(Point labeling dataset excerpts)
START
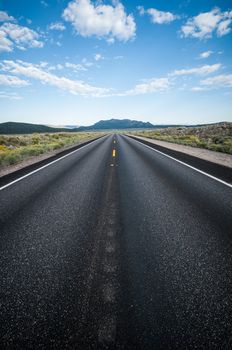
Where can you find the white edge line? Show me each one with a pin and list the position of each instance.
(46, 165)
(189, 166)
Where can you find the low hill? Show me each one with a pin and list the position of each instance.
(10, 128)
(120, 124)
(26, 128)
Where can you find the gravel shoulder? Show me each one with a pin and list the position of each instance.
(211, 156)
(6, 170)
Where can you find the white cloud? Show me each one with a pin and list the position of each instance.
(103, 21)
(10, 80)
(205, 24)
(75, 66)
(5, 43)
(149, 86)
(205, 54)
(10, 95)
(118, 57)
(44, 3)
(15, 35)
(203, 70)
(159, 17)
(4, 17)
(98, 57)
(223, 80)
(57, 26)
(33, 71)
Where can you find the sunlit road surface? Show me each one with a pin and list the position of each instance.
(116, 246)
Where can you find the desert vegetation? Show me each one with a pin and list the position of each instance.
(16, 148)
(217, 137)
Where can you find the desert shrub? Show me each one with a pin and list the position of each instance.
(3, 148)
(35, 139)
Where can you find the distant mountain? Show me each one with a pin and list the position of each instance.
(26, 128)
(118, 124)
(10, 128)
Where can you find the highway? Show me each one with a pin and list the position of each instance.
(116, 246)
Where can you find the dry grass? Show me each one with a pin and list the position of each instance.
(15, 149)
(216, 137)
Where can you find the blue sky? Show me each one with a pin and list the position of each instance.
(76, 62)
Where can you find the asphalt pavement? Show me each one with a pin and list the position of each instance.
(116, 246)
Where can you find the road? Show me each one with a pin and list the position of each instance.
(116, 246)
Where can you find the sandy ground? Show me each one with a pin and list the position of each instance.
(32, 160)
(211, 156)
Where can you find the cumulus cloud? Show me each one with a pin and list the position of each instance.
(10, 80)
(57, 26)
(4, 17)
(10, 95)
(15, 35)
(203, 70)
(33, 71)
(76, 66)
(205, 24)
(102, 21)
(98, 57)
(223, 80)
(158, 17)
(149, 86)
(205, 54)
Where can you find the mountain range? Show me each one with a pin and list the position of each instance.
(9, 128)
(26, 128)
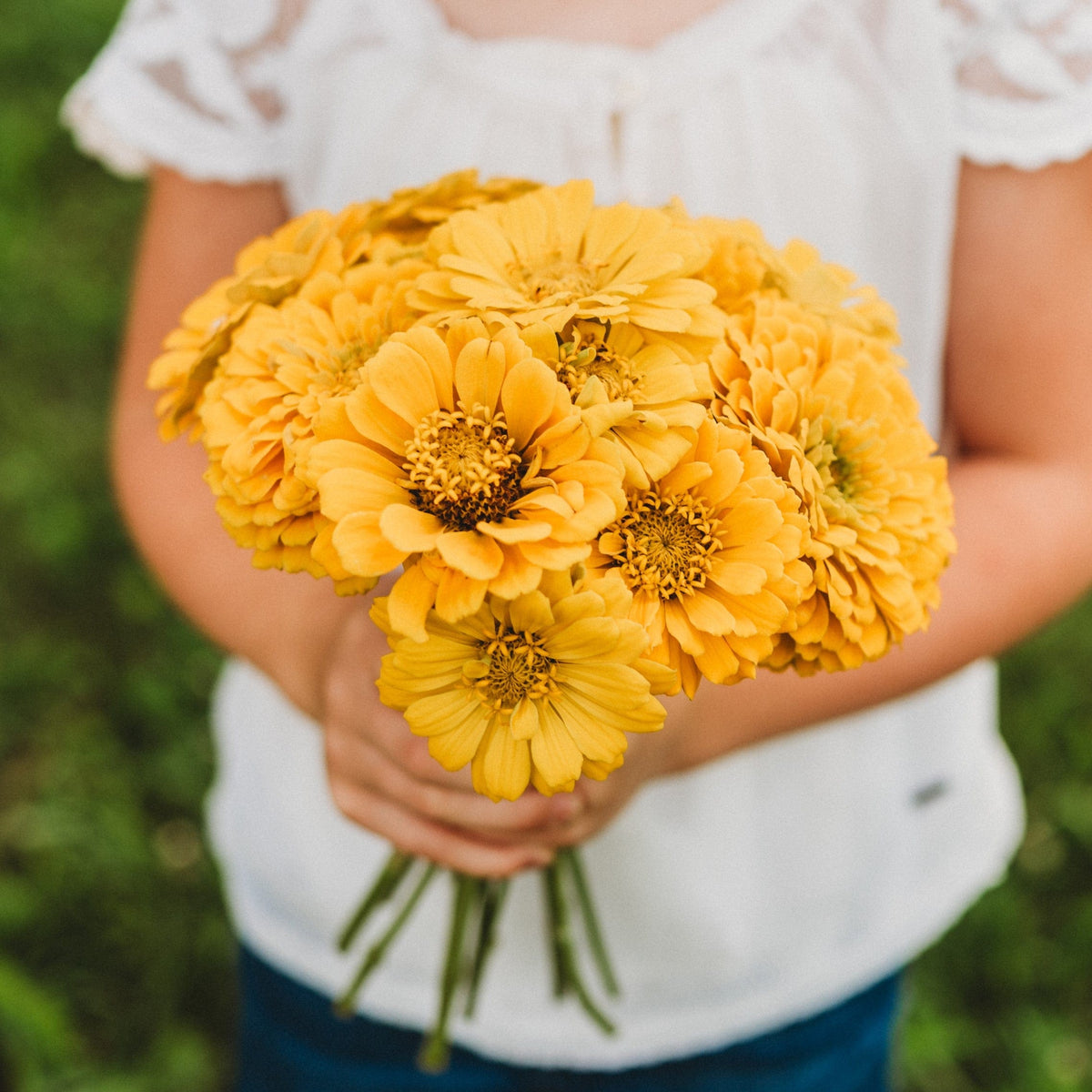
END
Task objective
Rewrite the lines from the one containing "Where can you find the cumulus" through the end of the records, swapping "pin" for "marker" and leaving everything else as it stands. Omit the pictures from your answer.

Task solution
Where can you find the cumulus cloud? Show me each one with a marker and list the position of each instance.
(10, 80)
(57, 26)
(4, 17)
(10, 95)
(15, 35)
(203, 70)
(33, 71)
(76, 66)
(205, 24)
(102, 21)
(98, 57)
(223, 80)
(158, 17)
(149, 86)
(205, 54)
Where can you find the mountain range? Show me each one with a marker and list the position of each instance.
(9, 128)
(26, 128)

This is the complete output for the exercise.